• _WHAT IS BEING ASKED_: Rewrite the material below as a numbered list with one line per item, leaving out any blank lines.

Point labeling samples
····················

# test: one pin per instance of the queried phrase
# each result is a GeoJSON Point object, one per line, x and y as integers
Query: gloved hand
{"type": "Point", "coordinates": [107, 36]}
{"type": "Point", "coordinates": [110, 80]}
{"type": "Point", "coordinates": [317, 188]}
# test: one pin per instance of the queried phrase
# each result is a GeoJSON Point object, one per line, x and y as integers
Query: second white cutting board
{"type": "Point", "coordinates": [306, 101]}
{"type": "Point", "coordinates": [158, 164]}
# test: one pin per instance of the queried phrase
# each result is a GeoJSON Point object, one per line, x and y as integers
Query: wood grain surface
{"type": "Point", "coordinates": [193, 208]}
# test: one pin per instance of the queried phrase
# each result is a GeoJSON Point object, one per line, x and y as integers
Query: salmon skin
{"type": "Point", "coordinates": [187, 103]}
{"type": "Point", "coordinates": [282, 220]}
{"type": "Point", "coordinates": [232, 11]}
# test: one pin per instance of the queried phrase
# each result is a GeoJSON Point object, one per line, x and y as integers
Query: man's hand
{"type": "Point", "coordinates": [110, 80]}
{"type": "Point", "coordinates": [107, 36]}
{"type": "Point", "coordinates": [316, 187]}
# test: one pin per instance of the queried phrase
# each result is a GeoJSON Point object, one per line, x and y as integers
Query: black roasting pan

····················

• _EXERCISE SOLUTION_:
1. # test: one pin per instance of the queried phrase
2. # each result is a GeoJSON Point object, one per line, x and y as integers
3. Query: gloved hand
4. {"type": "Point", "coordinates": [107, 36]}
5. {"type": "Point", "coordinates": [110, 80]}
6. {"type": "Point", "coordinates": [317, 188]}
7. # test: one pin per instance of the queried phrase
8. # each result is a GeoJSON Point object, one per line, x and y as integers
9. Query: second white cutting board
10. {"type": "Point", "coordinates": [306, 101]}
11. {"type": "Point", "coordinates": [158, 164]}
12. # test: one pin per instance of the queried phrase
13. # each result is a GeoJSON Point object, one per line, x and y as integers
14. Query: wood grain surface
15. {"type": "Point", "coordinates": [193, 208]}
16. # test: one pin per instance of the queried phrase
17. # each result is a GeoJSON Point object, one per line, x and y as integers
18. Query: salmon skin
19. {"type": "Point", "coordinates": [187, 103]}
20. {"type": "Point", "coordinates": [282, 220]}
21. {"type": "Point", "coordinates": [232, 11]}
22. # test: one pin per instance of the queried phrase
23. # each result is a GeoJSON Point object, one per line, x and y as integers
24. Query: man's hand
25. {"type": "Point", "coordinates": [110, 80]}
26. {"type": "Point", "coordinates": [107, 36]}
27. {"type": "Point", "coordinates": [316, 187]}
28. # test: one pin per instance of the queried phrase
29. # each result is a GeoJSON Point object, one per line, x and y as integers
30. Query: black roasting pan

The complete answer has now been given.